=== TEXT SECTION ===

You can see that they thought they had the macro issues solved – the SGP would deal with that in tandem with the ECB pursuing inflation targetting. They are still singing from the same hymn sheet – emphasising microeconomic reform and the freeing up of markets and the reductions in welfare budgets etc.

That was the tenor of Barroso’s threats on French radio yesterday.

Please read my blog – The hypocrisy of the Euro cabal is staggering – for more discussion on this point.

France was notified on February 18, 2009 and that was ratified by the EC decision on April 27, 2009 that it was to be the subject of an excessive deficit procedure. The deadline for correction is 2013. It ultimately faces “financial sanctions” if it fails to meet the deadline.

But last month, at the unveiling of the – European Commission Spring forecast 2013 – we learned that for – France – “stagnation” will “continue this year” with an overall contraction in 2013.

There was an acknowledgement that:

The weakness of households’ real disposable income linked in particular to rising unemployment and tax increases would only be partially offset by decelerating prices, while persistent unfavourable entrepreneurs’ confidence is expected to lead to a continued fall in investment.

=== DATA ENTRIES ===

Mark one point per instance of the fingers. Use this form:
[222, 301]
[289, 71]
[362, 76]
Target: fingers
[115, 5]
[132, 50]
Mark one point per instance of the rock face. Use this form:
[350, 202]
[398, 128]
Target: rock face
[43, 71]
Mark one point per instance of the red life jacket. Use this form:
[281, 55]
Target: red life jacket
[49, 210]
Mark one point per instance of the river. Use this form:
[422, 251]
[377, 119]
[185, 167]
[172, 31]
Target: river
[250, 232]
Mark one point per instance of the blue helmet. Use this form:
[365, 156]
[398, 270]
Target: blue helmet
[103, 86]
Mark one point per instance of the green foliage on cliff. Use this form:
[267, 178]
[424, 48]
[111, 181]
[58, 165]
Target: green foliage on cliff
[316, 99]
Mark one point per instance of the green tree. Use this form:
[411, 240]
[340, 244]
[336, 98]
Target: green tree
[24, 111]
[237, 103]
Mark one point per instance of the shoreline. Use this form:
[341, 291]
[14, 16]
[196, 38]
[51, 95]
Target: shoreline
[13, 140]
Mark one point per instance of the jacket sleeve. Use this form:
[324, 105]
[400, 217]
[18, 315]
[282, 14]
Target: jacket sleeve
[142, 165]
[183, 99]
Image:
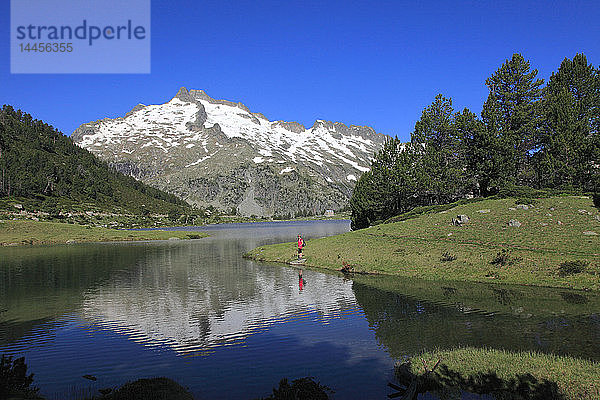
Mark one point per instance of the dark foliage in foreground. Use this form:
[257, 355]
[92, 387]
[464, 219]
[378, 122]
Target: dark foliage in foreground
[300, 389]
[528, 137]
[14, 380]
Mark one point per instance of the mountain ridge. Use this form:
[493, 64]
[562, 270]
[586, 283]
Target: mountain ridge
[218, 152]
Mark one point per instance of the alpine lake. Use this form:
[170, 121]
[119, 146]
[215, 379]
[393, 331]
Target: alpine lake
[226, 327]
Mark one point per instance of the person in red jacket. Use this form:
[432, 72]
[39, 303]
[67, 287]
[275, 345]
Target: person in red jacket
[301, 245]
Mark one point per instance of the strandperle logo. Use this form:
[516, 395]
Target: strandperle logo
[84, 31]
[80, 36]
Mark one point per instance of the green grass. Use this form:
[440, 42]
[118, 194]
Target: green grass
[30, 232]
[530, 254]
[532, 373]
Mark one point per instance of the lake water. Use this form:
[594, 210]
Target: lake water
[226, 327]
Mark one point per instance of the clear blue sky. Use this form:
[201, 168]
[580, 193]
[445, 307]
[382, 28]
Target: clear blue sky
[364, 63]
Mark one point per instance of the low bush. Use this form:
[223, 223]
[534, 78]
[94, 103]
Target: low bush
[572, 267]
[447, 257]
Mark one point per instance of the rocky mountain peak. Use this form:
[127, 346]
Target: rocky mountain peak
[219, 153]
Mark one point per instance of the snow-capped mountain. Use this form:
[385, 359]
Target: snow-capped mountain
[217, 152]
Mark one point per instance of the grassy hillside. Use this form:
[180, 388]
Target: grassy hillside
[557, 244]
[507, 374]
[30, 232]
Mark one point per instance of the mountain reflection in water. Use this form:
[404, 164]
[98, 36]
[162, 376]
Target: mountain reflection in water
[227, 327]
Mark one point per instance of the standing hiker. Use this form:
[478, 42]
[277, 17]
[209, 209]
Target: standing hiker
[301, 245]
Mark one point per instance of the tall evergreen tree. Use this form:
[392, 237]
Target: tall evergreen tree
[389, 188]
[570, 134]
[481, 151]
[511, 112]
[435, 137]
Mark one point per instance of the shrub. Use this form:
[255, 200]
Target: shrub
[572, 267]
[300, 389]
[526, 200]
[14, 379]
[596, 197]
[524, 192]
[502, 258]
[446, 257]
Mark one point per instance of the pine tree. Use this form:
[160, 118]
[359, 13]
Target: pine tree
[511, 112]
[481, 151]
[435, 138]
[570, 134]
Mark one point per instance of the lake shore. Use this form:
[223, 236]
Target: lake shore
[553, 242]
[15, 233]
[482, 370]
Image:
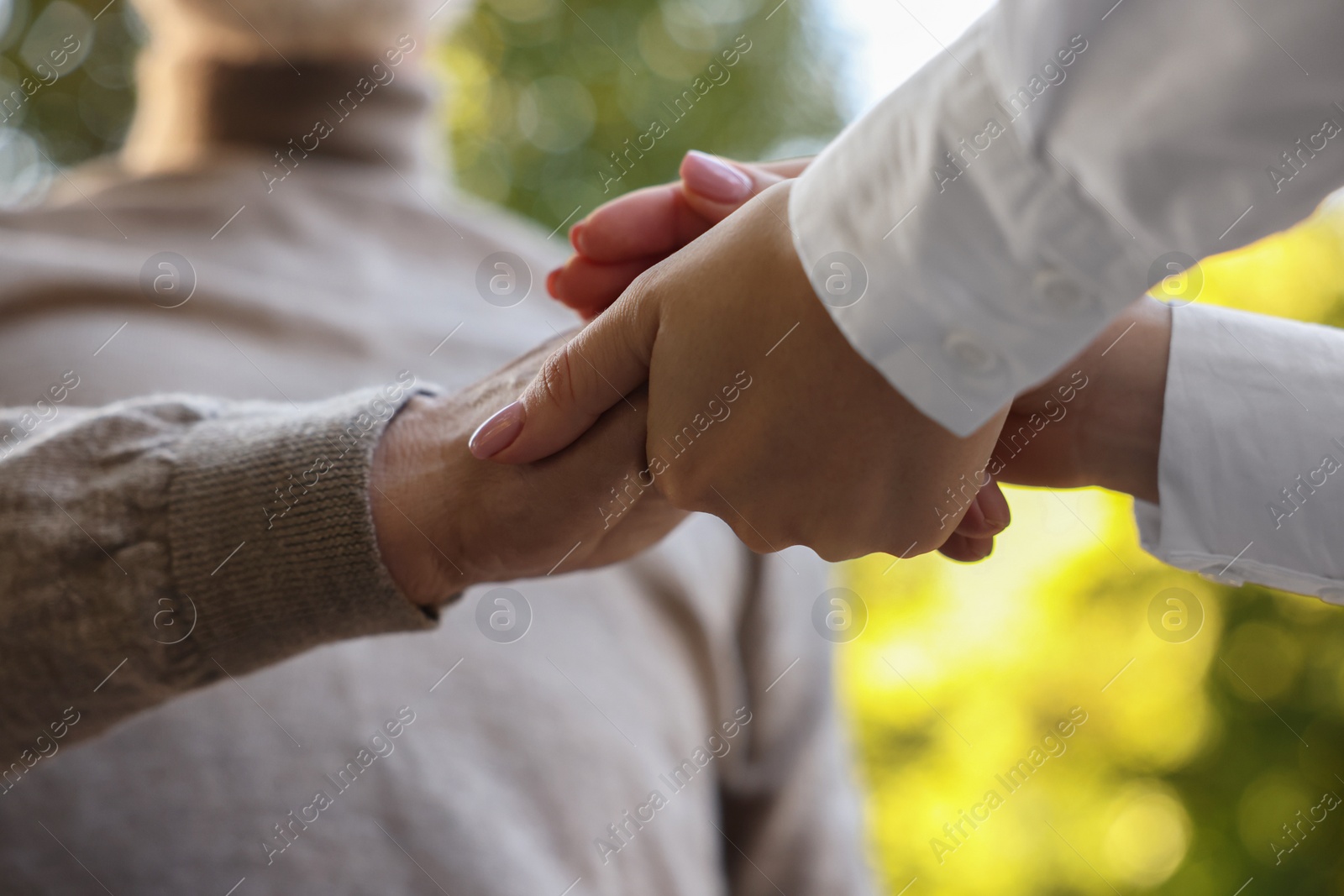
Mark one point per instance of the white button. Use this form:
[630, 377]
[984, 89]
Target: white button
[1059, 295]
[969, 354]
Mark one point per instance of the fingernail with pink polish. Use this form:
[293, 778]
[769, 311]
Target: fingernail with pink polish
[714, 179]
[497, 432]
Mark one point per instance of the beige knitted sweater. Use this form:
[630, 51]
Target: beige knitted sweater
[136, 511]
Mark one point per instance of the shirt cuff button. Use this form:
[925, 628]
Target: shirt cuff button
[1059, 295]
[968, 354]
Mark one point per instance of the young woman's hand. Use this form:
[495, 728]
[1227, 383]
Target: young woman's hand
[628, 235]
[759, 410]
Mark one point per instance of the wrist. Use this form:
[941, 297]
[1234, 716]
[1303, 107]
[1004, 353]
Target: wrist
[407, 516]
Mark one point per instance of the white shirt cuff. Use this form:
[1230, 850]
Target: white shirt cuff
[1253, 426]
[965, 275]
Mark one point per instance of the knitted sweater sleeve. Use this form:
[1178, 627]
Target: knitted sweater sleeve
[158, 544]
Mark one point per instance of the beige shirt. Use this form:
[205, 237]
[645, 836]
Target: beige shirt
[664, 726]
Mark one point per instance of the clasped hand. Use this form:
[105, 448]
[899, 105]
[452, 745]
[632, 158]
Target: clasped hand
[817, 450]
[763, 414]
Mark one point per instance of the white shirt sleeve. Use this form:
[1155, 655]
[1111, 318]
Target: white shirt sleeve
[988, 217]
[1252, 468]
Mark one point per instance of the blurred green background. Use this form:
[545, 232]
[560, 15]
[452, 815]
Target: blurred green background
[1209, 723]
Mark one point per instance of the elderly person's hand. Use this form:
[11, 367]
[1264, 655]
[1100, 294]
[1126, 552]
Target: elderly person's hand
[759, 410]
[447, 521]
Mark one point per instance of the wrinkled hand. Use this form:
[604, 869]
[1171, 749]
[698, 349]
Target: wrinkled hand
[447, 521]
[759, 410]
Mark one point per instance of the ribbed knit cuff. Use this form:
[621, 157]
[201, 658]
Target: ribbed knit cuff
[272, 531]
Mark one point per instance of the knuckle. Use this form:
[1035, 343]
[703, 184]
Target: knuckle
[557, 379]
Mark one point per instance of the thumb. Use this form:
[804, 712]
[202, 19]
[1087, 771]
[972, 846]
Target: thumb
[577, 385]
[716, 187]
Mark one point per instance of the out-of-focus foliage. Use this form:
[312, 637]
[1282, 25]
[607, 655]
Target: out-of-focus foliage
[558, 105]
[65, 107]
[1194, 754]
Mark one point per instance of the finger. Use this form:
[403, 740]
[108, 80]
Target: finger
[651, 222]
[988, 513]
[659, 221]
[717, 187]
[964, 548]
[589, 288]
[786, 167]
[577, 383]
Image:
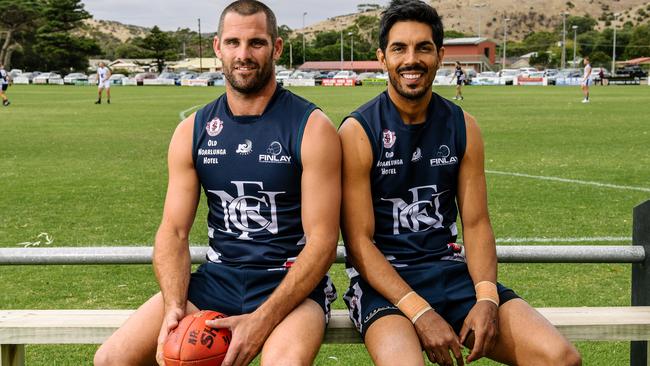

===

**TASKS TO COMPLETE**
- a) In the passage on France's deficit, what is the deadline for correcting France's excessive deficit?
- b) Copy the passage on France's deficit word for word, from "Please read my" through "fall in investment.", inclusive.

**RESULTS FOR EACH TASK**
- a) 2013

- b)
Please read my blog – The hypocrisy of the Euro cabal is staggering – for more discussion on this point.

France was notified on February 18, 2009 and that was ratified by the EC decision on April 27, 2009 that it was to be the subject of an excessive deficit procedure. The deadline for correction is 2013. It ultimately faces “financial sanctions” if it fails to meet the deadline.

But last month, at the unveiling of the – European Commission Spring forecast 2013 – we learned that for – France – “stagnation” will “continue this year” with an overall contraction in 2013.

There was an acknowledgement that:

The weakness of households’ real disposable income linked in particular to rising unemployment and tax increases would only be partially offset by decelerating prices, while persistent unfavourable entrepreneurs’ confidence is expected to lead to a continued fall in investment.